◆ What you will do:
Repeat every entry below exactly as given.

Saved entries
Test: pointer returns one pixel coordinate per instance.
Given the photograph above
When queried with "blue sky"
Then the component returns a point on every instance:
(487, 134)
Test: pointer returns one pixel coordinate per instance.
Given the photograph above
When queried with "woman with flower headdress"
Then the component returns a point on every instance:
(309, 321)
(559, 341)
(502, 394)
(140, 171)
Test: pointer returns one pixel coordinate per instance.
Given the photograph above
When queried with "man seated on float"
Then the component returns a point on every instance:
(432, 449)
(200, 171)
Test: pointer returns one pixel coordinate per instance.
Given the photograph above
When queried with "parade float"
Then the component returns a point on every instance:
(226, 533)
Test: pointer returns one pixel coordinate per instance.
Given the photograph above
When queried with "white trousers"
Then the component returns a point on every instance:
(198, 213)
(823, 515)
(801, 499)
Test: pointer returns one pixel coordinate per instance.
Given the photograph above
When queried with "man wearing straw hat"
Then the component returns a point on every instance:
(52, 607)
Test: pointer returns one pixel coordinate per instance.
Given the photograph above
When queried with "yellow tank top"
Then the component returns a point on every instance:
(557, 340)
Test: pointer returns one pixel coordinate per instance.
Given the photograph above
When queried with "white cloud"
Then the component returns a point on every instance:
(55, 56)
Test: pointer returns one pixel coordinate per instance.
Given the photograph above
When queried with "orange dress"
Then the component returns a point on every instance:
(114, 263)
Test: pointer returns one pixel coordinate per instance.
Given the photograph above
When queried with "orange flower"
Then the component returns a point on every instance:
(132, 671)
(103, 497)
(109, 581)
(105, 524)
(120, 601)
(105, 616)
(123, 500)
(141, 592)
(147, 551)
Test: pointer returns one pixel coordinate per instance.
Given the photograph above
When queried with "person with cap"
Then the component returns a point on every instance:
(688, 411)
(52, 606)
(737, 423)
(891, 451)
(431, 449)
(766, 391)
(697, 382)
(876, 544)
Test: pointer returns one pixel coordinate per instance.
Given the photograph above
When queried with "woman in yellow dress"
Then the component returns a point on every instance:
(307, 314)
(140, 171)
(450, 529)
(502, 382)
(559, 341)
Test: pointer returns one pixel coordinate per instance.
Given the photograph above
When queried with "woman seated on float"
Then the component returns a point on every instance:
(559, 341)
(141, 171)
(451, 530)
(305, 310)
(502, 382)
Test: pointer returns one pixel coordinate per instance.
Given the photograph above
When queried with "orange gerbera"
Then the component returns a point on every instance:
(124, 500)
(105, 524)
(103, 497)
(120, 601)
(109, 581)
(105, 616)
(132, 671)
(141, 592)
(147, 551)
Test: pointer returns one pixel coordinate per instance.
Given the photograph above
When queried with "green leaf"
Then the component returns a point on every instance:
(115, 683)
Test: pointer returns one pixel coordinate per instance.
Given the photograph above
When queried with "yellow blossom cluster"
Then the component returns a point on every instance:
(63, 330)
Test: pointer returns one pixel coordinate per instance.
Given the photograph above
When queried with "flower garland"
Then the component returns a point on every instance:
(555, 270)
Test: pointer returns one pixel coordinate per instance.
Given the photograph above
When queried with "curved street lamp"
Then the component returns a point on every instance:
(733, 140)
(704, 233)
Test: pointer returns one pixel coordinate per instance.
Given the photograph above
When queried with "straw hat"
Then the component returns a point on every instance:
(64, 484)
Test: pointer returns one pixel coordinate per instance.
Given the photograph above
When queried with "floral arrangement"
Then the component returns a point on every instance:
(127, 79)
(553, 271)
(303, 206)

◆ Answer below:
Test: pointer returns one pixel coordinate per instance.
Given the photograph above
When queried with "blue sky"
Then the component returns a point on every instance:
(487, 134)
Test: pointer returns one pixel coordinate per instance.
Given the photograph above
When queried with "woman with flower headdress"
Then the component returns a point on every instance:
(309, 321)
(559, 341)
(502, 394)
(140, 171)
Test: pointer returns one pixel coordinate per instance.
Given the photograph above
When queried with "man seated on float"
Then the component returns a point on every instance:
(432, 449)
(200, 171)
Test: pointer returns one pixel coordinate per instance.
Given the photograph above
When queried with "parade float"
Then the component returns a point on every instance:
(226, 533)
Test: pointer returns one pixel coordinate per instance.
Given the photograph above
When queried with "white trousers"
Then the component returns a point on every instance:
(198, 213)
(823, 515)
(801, 499)
Test: pointer returns one pixel coordinate per instance.
Given the photograph above
When queried with "man wearing straw hat"
Then the component returns a point on every instance:
(52, 607)
Test: pointer returns one pixel coordinate per instance.
Given the photograph above
When queried with "yellow tank top"
Then the component returns a point on every instance:
(557, 340)
Test: pointer returns one pixel coordinate per instance.
Given the photograph above
When queried with "white cloud"
Then the component returns a point on every instance:
(55, 56)
Test: pointer returns one pixel coordinate per instance.
Given the photograph above
When queried with "orange dress"
Then the component returns a point on every instance:
(114, 263)
Test: pointer returns one pixel coordinate per instance.
Given the photograph above
When queried with "orange flower"
Then the component returns a point on every instance:
(132, 671)
(103, 497)
(109, 581)
(105, 524)
(120, 601)
(105, 616)
(123, 500)
(141, 592)
(147, 551)
Test: pointer returns one pixel coordinate per instance.
Given the photograph above
When queried with "person with cap"
Then the component returns a point on every instance:
(688, 411)
(52, 606)
(737, 423)
(891, 451)
(431, 449)
(766, 391)
(697, 382)
(876, 544)
Test: pointer returns one pixel coordinate per instance.
Given the photograph above
When queried with "woman in yellow dress"
Then the component returns a point on every instance:
(307, 314)
(140, 171)
(450, 529)
(502, 382)
(559, 341)
Test: pointer returns one pixel coordinate per instance.
Given the photograph above
When queried with "woman seated on float"
Then the component returns a point on every instance:
(559, 341)
(141, 171)
(451, 530)
(305, 310)
(502, 382)
Test: pointer returns one pixel coordinate per instance.
Given the photograph above
When queried with "orange gerbera"
Then the component returns a point on every instance:
(124, 500)
(105, 524)
(103, 497)
(120, 601)
(109, 581)
(105, 616)
(132, 671)
(141, 592)
(147, 551)
Test: pointer returns one pixel coordinate per instance.
Given the photograph above
When queried with "green leaf"
Then the component returns a point on every instance:
(115, 683)
Test: pointer returns one pixel coordinate per instance.
Given the photograph above
When queried with "yellow blossom cluster"
Then the component returns a point on every instance:
(63, 330)
Test: pointer returns one pixel coordinate per instance.
Given the photograph above
When queried with "flower garland"
Then the component returns a point on every instance:
(555, 270)
Test: pointer returns one pixel coordinate per instance.
Given the photograph above
When queried with "curved street lamp"
Then the component returns a point on every instance:
(733, 140)
(704, 233)
Test: pointer returns one pixel coordinate per instance.
Given the photograph above
When queried with "straw hat"
Then the component returns a point on every instance:
(64, 484)
Test: pointer returns one pixel coordinate per instance.
Given the photograph above
When queried with "floral arrangement"
Then the component returns a point on every instance:
(127, 79)
(553, 271)
(303, 206)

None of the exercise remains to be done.